◆ Set tasks ◆
1 - Rewrite the passage of the Hook, Line and Stinker cartoon text, everything from "1. The Coyote, on" down to "from the washtub.", changing "washtub" to "bucket".
2 - Continue the Hook, Line and Stinker cartoon text from where it stops.

◆ Extracted text ◆

------------------------------------------------------------

Hook, Line and Stinker is a 1958 Warner Bros. Looney Tunes cartoon directed by Chuck Jones. The title is a pun on the idiom Hook, Line and Sinker. The short was released on October 11, 1958, and stars Wile E. Coyote and the Road Runner. When shown on Boomerang USA, this short plays in PAL audio.

Plot
The Road Runner ("Burnius-Roadibus") is being chased by Wile E. Coyote ("Famishius-Famishus") as usual, until he stops and steps aside as the Coyote passes him. The Coyote skids to a stop, causing a cloud of dust to cover him, giving him a cloud beard. The Road Runner beeps and zooms off, lifting the pavement off the ground. The Coyote just stands there in shock as his jaw drops.

1. The Coyote, on a cliff, drops a washtub on the Road Runner on the road below, jumps on it and puts a stick of dynamite underneath it. The Road Runner zips up to him. The Coyote goes under the washtub to investigate why the bird isn't there and the dynamite blows up, encasing the Coyote in a tube made from the washtub.

2. The Coyote hides around a corner to bash the Road Runner with a sledgehammer. But the hammer falls off and the stick bashes the Coyote and chases him into the distance.

3. ACME bird seed is placed on some railroad tracks, but a train runs over the Coyote before he can get off the railroad.

4. Attached to a green balloon, the Coyote carrying a harpoon jumps off a cliff, tied to a rope. He misses the Road Runner, but the force carries him into a storm cloud. The harpoon attracts lightning which zaps the Coyote and dissolves the rope, causing him to fall.

5. Coyote unrolls a bundle of dynamite from its wires to a short underpass beneath the road. The Coyote heads back to his hiding spot, unaware that the wires and dynamite are rolling back to him and the detonator.  Thus, one push of the plunger blows him up.

6. Using a rope and a pulley, the Coyote raises a baby grand piano high above the road. As the Road Runner passes, the Coyote lets go of the rope, which sticks in the pulley. The Coyote jumps on top of the piano, which loosens the rope and causes the piano - and the Coyote - to drop to the ground. Dazed, the Coyote opens his mouth to reveal that the piano keys are now his teeth; he plays "Taps" on them briefly before passing out.

------------------------------------------------------------

Extracted records:
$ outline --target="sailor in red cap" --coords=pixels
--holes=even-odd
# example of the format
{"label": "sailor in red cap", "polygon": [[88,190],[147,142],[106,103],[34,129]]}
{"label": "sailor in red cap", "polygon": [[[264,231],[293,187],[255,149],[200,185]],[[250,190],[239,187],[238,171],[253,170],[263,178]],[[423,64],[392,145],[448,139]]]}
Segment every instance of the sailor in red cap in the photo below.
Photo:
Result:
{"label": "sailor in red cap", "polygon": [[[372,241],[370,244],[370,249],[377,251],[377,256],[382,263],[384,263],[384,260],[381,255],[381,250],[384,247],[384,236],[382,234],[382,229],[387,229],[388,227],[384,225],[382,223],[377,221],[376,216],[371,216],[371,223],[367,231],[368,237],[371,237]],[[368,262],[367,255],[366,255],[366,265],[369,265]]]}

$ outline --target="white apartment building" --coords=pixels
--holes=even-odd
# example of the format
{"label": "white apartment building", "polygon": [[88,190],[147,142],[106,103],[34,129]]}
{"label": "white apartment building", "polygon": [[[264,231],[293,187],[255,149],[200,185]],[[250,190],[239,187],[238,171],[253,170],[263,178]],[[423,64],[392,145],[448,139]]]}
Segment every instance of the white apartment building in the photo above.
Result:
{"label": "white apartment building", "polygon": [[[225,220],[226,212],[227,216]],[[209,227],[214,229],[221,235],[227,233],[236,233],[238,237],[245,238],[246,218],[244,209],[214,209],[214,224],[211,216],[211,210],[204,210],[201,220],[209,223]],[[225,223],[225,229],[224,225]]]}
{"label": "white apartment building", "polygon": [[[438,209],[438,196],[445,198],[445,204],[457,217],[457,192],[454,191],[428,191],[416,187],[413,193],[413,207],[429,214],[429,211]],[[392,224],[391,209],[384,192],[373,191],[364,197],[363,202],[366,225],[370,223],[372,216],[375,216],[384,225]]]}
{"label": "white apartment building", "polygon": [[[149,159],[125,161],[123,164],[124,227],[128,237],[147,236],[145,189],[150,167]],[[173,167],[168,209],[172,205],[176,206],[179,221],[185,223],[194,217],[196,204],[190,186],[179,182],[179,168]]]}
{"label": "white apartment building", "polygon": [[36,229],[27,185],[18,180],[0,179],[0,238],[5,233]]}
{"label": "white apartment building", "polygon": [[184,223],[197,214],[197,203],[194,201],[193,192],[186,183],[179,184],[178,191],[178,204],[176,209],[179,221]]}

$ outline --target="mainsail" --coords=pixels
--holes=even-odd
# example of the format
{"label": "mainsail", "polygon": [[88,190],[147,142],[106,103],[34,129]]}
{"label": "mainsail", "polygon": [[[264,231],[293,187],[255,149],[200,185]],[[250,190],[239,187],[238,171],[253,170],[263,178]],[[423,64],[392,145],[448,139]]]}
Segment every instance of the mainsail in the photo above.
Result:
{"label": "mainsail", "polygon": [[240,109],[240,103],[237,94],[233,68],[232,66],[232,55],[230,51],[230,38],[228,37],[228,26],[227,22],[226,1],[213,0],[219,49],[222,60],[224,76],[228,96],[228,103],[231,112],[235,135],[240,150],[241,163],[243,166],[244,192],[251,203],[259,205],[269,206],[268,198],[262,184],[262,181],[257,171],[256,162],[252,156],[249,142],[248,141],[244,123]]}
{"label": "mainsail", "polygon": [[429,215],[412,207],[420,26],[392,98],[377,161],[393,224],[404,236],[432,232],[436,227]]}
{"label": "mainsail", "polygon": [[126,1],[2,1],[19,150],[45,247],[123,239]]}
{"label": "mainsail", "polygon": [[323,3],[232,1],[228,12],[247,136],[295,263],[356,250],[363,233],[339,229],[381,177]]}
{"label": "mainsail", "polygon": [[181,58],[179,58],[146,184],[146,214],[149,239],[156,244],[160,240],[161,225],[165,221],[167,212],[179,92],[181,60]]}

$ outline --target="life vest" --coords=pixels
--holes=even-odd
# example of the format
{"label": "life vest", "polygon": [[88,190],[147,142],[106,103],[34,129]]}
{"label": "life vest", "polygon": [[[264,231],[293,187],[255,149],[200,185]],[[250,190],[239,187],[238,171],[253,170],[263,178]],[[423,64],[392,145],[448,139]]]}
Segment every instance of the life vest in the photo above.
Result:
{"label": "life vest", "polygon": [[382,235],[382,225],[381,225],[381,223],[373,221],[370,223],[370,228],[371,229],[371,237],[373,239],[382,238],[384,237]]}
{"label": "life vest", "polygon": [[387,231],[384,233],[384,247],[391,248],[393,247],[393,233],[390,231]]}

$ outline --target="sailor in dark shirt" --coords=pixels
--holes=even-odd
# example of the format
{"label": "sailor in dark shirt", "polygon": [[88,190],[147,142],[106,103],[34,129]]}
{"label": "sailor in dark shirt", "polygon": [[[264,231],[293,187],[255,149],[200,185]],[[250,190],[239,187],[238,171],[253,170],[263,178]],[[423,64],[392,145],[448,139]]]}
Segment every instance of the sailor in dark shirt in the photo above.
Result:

------------------------------------------------------------

◆ Answers given ◆
1 -
1. The Coyote, on a cliff, drops a bucket on the Road Runner on the road below, jumps on it and puts a stick of dynamite underneath it. The Road Runner zips up to him. The Coyote goes under the bucket to investigate why the bird isn't there and the dynamite blows up, encasing the Coyote in a tube made from the bucket.

2 -
7. An elaborate Rube Goldberg-type gag ends the cartoon. A target and birdseed is placed on the road. Road Runner zips by and eats the seeds. The Coyote uses a tiny slingshot to knock loose a stick holding up a watering can suspended on a wooden yardarm. The can tips and water pours onto a plant which has a wooden match attached to it. The plant grows and the match strikes against a rock and lights a stick of dynamite. On top of the dynamite is a boot with a brick in it. The blast sends the boot on top of a teeter board, which rises and releases a mouse (with an extended tail) in a cage at the other end. The mouse runs to grab a piece of cheese on a scale. A weight on the other end of the scale falls, pulling the trigger on a rifle attached to a cliff. A bullet from the rifle ricochets off two metal bullseyes and knocks down an upright cannon. The wick on the cannon is lit by a nearby candle, which fires a cannonball that goes through two funnels and plummets on top of the unsuspecting Coyote instead of the curious Road Runner.  After the Coyote is bashed into the ground, the words "The End" appear on the cannonball.

Home media
VHS- Auntie Mame (A Night At The Movies issue)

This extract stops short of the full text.